**WHAT IS EXPECTED**
Put every line of all the items below into a numbered list, and leave out any blank lines.

Dataset excerpt
━━━

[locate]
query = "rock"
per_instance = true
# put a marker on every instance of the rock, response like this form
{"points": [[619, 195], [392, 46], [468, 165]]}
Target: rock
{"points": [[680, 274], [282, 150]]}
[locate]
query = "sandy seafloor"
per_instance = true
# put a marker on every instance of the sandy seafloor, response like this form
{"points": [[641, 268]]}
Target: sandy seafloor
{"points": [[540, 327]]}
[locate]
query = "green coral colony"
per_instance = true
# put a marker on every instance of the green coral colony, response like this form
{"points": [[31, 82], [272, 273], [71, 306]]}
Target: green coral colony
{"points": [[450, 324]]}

━━━

**WRITTEN ANSWER**
1. [locate]
2. query = "rock"
3. per_instance = true
4. # put a marker on every instance of the rock, response like this form
5. {"points": [[619, 195], [392, 46], [468, 165]]}
6. Target: rock
7. {"points": [[680, 274], [282, 150]]}
8. [locate]
9. query = "sandy seafloor"
10. per_instance = true
11. # put a marker on every instance of the sandy seafloor, response like this form
12. {"points": [[641, 268]]}
13. Target: sandy seafloor
14. {"points": [[540, 327]]}
15. [locate]
16. query = "green coral colony"
17. per_instance = true
18. # put a marker on every instance of the green coral colony, response like this form
19. {"points": [[31, 82], [272, 273], [71, 306]]}
20. Target: green coral colony
21. {"points": [[450, 324]]}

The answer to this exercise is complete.